→ **ИСХОДНЫЙ ТЕКСТ**:
►
Поездка на Пхукет была с 26.02. 2010 по 10.03. 2010. Отель выбирала из двух для тихого отдыха. Один был на севере острова. Там грязная вода. Рассматривала в программе "Земля" все до мелочей. Изучала отзывы. Русских нашла только два. Kantary Bay находится на юго-востоке на мысе Панва. Кто хочет шумный отдых и не знает школьного курса английского, можете далее не читать.
Встречала и помогала фирма Пегас. Ими организовано все очень хорошо. Приехали ночью. Из русских была еще одна семья с ребенком. Я была одна. Разместили нас очень быстро в старом
корпусе на мансарде. Там оказалось только два номера. Сначала меня огорчило, что нет балкона, но далее я поняла, что он не нужен. Вид из окна на море. Терраса у нас была общая на два номера в противоположную сторону с видом на сад. Номер "студия" огромный. Спальня со своим кондиционером закрывается от гостиной. Кухня с полным набором посуды, м. в. печью, обычной печкой, холодильником и чайником. Ванная большая. Каждый день 2 бутылки воды, полный чайник, чай, кофе и сливки. Рядом с отелем магазины и обменный пункт. Завтраки меня вполне
устроили.
Персонал приветливый и всегда рады случаю посмеяться. Говорят на английском. Если сразу не удавалось друг друга понять, все присутствующие заливались от хохота. В отеле много немцев и бельгийцев. На завтраке сидела как на острове. Народ говорит, а я не понимаю о чем и не вникаю. Мне это нравилось.
◄
→ **ЧТО НУЖНО СДЕЛАТЬ**:
1. Определите, соответствуют ли отзыву о поездке на Пхукет утверждения (а), (б) и (в). На каждое ответьте «да» или «нет» и приведите решающие слова отзыва дословно: (а) отель Kantary Bay расположен на севере острова; (б) в номере была кухня с холодильником и чайником; (в) персонал отеля говорит на английском.
2. Выпишите из отзыва о поездке на Пхукет без изменений отрывок от слов «Персонал приветливый и» до слов «Мне это нравилось.» включительно.
Опирайтесь только на приведённый текст.

→ **ПЕРЕЧЕНЬ ДАННЫХ**:
►
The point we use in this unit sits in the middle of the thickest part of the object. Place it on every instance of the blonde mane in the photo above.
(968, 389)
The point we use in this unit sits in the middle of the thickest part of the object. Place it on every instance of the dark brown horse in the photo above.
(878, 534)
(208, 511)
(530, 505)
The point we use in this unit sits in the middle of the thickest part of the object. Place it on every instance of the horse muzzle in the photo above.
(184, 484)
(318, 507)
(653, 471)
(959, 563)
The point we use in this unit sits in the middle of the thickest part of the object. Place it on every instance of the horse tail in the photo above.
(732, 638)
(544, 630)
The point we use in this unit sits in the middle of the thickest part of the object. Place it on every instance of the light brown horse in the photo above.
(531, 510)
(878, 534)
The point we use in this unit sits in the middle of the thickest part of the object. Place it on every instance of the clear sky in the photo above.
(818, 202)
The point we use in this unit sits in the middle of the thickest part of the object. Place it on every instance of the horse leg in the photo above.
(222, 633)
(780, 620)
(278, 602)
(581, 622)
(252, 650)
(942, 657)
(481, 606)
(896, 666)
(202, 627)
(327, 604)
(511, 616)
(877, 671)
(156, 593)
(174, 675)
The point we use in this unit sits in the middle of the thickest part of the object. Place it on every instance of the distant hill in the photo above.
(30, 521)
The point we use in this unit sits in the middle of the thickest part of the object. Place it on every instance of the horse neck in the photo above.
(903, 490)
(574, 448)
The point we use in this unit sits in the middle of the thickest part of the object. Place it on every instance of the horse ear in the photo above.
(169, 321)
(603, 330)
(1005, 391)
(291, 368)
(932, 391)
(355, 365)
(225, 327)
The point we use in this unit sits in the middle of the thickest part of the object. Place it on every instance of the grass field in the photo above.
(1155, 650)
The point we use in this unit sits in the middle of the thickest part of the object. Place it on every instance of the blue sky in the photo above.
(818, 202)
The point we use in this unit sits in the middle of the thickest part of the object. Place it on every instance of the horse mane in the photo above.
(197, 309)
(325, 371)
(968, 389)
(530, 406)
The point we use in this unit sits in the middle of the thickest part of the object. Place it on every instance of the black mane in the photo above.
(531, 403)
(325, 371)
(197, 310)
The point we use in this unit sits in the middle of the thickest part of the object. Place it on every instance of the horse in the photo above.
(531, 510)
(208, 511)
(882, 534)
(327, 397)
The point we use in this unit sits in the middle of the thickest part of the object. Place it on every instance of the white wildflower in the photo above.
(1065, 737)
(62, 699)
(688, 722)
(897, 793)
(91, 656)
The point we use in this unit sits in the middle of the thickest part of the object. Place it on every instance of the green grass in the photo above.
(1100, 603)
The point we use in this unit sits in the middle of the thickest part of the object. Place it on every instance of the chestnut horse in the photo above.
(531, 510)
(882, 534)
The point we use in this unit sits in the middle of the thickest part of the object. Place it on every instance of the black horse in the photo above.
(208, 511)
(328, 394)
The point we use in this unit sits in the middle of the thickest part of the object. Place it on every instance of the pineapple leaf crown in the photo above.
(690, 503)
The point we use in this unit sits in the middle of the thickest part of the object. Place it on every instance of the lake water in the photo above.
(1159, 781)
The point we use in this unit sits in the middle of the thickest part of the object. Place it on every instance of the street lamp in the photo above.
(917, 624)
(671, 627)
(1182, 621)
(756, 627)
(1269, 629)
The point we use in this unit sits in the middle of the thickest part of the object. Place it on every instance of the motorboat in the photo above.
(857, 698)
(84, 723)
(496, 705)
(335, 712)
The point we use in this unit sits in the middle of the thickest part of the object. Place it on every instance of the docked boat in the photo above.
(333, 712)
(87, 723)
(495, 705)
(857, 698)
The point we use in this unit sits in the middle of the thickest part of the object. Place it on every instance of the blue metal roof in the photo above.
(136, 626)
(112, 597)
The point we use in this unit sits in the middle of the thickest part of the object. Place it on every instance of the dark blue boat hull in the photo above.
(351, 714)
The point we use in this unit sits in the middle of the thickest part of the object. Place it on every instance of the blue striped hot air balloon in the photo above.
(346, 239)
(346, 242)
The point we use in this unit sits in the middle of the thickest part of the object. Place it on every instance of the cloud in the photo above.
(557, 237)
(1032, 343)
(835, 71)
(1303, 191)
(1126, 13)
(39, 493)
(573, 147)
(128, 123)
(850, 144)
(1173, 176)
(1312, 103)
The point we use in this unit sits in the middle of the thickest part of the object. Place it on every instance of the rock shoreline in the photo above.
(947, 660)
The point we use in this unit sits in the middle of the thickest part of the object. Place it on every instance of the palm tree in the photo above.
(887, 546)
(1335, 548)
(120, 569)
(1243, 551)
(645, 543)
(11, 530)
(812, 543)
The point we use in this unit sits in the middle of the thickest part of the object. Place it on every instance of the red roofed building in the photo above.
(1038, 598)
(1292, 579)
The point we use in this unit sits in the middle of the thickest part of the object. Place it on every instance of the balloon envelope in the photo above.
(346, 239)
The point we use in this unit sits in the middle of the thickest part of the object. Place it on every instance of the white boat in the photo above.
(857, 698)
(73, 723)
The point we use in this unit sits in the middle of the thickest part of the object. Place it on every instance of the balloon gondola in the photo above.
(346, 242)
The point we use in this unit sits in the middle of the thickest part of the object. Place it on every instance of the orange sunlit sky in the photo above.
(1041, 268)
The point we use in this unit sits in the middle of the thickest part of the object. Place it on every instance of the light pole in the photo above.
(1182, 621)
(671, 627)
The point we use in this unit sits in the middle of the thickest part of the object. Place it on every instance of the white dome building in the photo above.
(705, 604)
◄
→ **СПИСОК ОТВЕТОВ**:
1.
(а) Нет: «Kantary Bay находится на юго-востоке на мысе Панва».
(б) Да: «Кухня с полным набором посуды, м. в. печью, обычной печкой, холодильником и чайником».
(в) Да: «Говорят на английском».

2.
Персонал приветливый и всегда рады случаю посмеяться. Говорят на английском. Если сразу не удавалось друг друга понять, все присутствующие заливались от хохота. В отеле много немцев и бельгийцев. На завтраке сидела как на острове. Народ говорит, а я не понимаю о чем и не вникаю. Мне это нравилось.